_What the task requires_
Scan the entries for the word "crossing". Every line that has it should be copied.

(Referring expression pointing data)
——————

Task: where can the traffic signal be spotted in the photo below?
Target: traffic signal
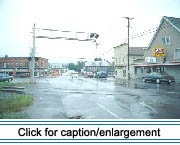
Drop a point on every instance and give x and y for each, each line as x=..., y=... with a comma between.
x=94, y=35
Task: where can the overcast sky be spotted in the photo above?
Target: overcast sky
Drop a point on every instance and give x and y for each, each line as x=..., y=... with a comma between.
x=104, y=17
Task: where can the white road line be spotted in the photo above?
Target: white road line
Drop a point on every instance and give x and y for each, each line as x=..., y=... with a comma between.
x=113, y=114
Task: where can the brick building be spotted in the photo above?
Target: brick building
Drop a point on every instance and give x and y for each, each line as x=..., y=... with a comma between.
x=16, y=66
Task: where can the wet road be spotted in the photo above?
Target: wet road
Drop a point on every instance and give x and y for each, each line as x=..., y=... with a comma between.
x=64, y=97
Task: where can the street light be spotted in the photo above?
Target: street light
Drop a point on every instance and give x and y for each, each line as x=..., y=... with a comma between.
x=128, y=18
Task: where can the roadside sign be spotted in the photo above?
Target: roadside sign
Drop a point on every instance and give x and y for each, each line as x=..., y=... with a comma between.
x=159, y=51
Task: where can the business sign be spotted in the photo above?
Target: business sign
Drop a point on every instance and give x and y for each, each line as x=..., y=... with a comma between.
x=150, y=59
x=159, y=51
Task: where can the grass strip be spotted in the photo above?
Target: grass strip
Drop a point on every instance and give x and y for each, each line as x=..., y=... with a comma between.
x=15, y=103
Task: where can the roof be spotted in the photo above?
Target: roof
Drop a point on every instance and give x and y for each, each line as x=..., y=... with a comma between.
x=136, y=50
x=133, y=50
x=174, y=22
x=97, y=63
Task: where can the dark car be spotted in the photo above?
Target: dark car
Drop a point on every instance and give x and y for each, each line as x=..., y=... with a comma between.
x=101, y=74
x=158, y=78
x=5, y=77
x=22, y=75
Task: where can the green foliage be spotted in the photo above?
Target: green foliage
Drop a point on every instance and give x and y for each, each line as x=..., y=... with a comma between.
x=14, y=103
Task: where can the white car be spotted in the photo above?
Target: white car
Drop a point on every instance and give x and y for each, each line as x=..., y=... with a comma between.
x=75, y=75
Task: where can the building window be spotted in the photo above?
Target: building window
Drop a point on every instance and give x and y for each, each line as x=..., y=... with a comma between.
x=177, y=53
x=17, y=64
x=166, y=40
x=20, y=65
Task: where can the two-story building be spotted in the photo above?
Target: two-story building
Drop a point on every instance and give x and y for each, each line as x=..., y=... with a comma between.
x=18, y=66
x=164, y=49
x=136, y=56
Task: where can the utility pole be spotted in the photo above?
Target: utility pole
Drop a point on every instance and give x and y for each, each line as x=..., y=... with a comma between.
x=33, y=55
x=128, y=18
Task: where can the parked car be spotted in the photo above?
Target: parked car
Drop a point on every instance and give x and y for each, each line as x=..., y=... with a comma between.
x=158, y=78
x=75, y=75
x=89, y=75
x=101, y=74
x=22, y=75
x=5, y=77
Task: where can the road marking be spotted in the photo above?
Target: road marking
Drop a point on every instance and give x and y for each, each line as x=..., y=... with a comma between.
x=107, y=110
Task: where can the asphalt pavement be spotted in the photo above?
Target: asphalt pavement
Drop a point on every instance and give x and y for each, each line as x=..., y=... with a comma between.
x=65, y=97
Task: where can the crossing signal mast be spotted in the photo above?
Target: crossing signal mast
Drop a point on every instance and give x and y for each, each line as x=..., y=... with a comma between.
x=92, y=37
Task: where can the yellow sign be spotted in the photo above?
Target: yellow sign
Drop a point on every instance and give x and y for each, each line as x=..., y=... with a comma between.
x=158, y=51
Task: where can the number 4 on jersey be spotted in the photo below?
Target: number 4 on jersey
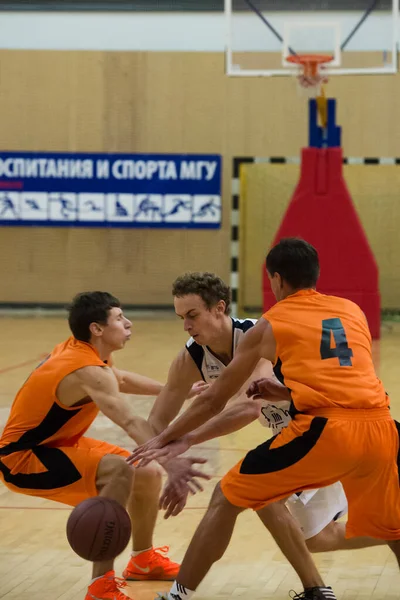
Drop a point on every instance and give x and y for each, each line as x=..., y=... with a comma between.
x=341, y=349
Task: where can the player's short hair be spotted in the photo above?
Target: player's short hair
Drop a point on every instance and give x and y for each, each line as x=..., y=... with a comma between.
x=296, y=261
x=87, y=308
x=208, y=286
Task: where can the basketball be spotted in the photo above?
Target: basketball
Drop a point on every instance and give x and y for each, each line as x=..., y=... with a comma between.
x=98, y=529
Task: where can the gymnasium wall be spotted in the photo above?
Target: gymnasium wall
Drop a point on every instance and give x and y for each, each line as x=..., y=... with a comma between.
x=168, y=102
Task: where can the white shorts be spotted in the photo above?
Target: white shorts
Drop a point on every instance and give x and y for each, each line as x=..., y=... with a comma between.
x=315, y=509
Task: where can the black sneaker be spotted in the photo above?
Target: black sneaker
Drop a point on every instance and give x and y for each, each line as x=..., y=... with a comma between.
x=319, y=593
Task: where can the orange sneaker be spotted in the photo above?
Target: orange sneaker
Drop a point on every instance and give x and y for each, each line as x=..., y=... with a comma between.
x=107, y=588
x=151, y=565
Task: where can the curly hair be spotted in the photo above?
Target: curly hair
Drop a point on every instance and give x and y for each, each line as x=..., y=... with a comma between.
x=208, y=286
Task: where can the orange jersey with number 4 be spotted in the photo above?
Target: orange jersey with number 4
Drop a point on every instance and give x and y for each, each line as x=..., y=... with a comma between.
x=323, y=350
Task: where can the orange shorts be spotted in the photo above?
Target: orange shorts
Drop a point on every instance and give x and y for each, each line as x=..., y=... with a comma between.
x=360, y=448
x=65, y=474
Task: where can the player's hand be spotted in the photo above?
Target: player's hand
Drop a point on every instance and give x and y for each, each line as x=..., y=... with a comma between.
x=145, y=452
x=182, y=480
x=268, y=389
x=197, y=388
x=173, y=499
x=173, y=449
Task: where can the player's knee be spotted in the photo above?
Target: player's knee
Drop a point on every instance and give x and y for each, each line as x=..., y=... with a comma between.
x=114, y=468
x=148, y=479
x=220, y=502
x=314, y=543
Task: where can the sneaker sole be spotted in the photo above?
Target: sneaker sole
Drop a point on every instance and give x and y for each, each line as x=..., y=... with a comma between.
x=149, y=577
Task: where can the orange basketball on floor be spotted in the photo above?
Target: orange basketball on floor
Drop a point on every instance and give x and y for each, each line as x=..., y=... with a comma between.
x=98, y=529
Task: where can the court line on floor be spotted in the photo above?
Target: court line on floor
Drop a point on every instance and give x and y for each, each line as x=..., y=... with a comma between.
x=24, y=363
x=65, y=508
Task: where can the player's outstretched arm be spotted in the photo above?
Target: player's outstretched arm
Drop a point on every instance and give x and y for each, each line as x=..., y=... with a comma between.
x=257, y=343
x=100, y=384
x=134, y=383
x=233, y=418
x=181, y=377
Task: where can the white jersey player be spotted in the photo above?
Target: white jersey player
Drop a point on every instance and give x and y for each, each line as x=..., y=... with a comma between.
x=202, y=301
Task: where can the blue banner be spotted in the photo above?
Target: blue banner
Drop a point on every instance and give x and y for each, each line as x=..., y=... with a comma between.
x=110, y=190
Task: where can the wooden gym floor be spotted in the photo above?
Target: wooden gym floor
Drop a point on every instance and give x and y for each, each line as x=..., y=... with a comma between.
x=36, y=562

——————

_Response box_
Task: where can the crossing signal mast be spotted in the photo above?
Target: crossing signal mast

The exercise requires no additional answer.